PROBLEM TO SOLVE: Pick out each line in the items that contains the word "exterior" and copy it in full.

EXTRACTED RECORDS:
══════════
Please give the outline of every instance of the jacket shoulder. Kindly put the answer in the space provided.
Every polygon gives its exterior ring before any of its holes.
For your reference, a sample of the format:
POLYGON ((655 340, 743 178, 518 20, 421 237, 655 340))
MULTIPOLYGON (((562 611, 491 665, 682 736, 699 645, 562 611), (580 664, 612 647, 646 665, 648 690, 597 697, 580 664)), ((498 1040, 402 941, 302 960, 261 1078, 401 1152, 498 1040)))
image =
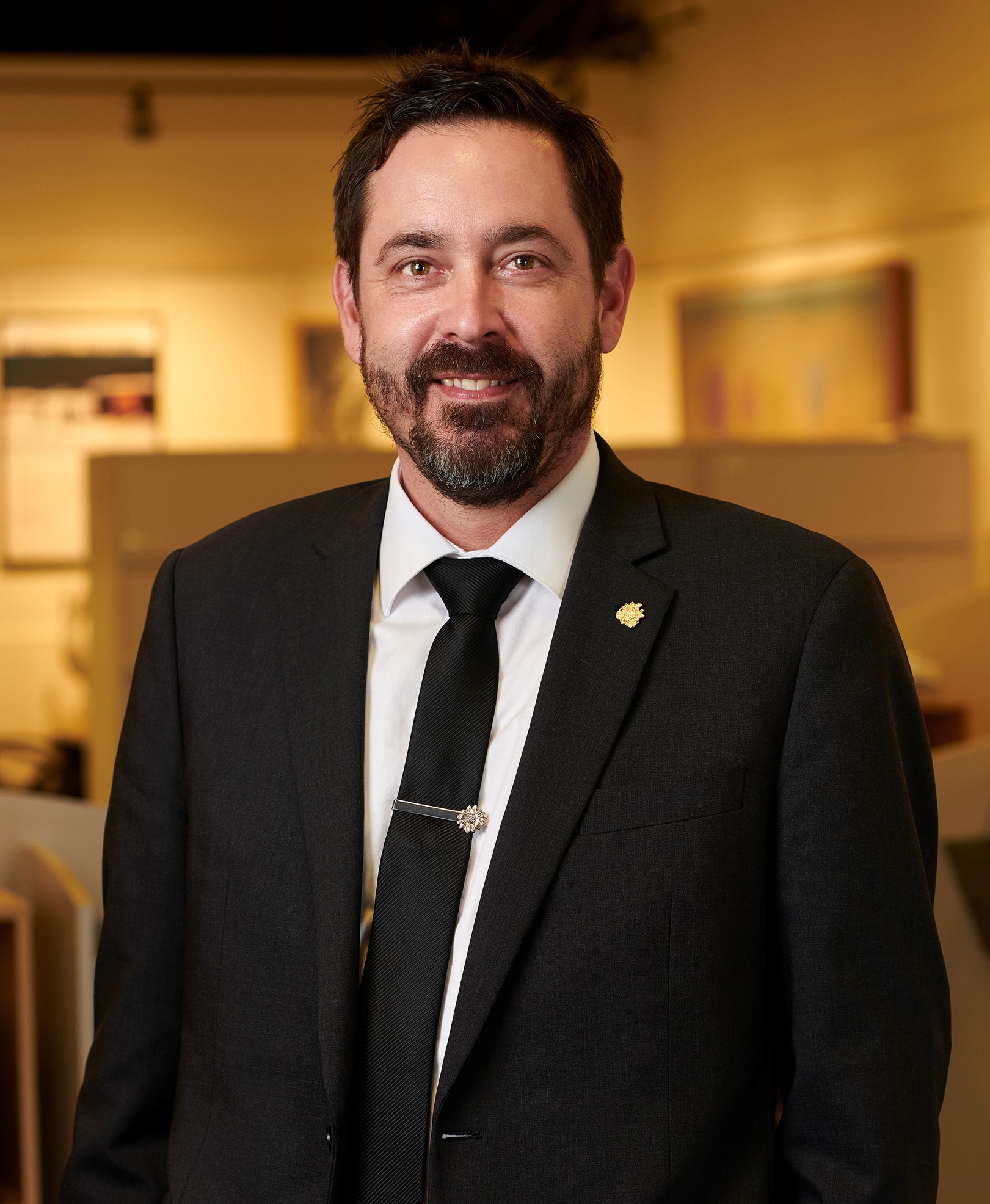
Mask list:
POLYGON ((748 559, 788 559, 792 562, 818 563, 839 569, 854 559, 844 544, 797 523, 762 514, 736 502, 725 502, 702 494, 650 482, 660 514, 667 529, 671 549, 701 544, 709 553, 735 561, 748 559))
POLYGON ((281 576, 299 566, 300 556, 324 555, 338 532, 381 523, 388 497, 388 478, 343 485, 296 497, 211 532, 181 553, 183 576, 247 572, 281 576))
══════════
ANSWER FOR THE TASK:
Every polygon gives its exterior ring before any of its holes.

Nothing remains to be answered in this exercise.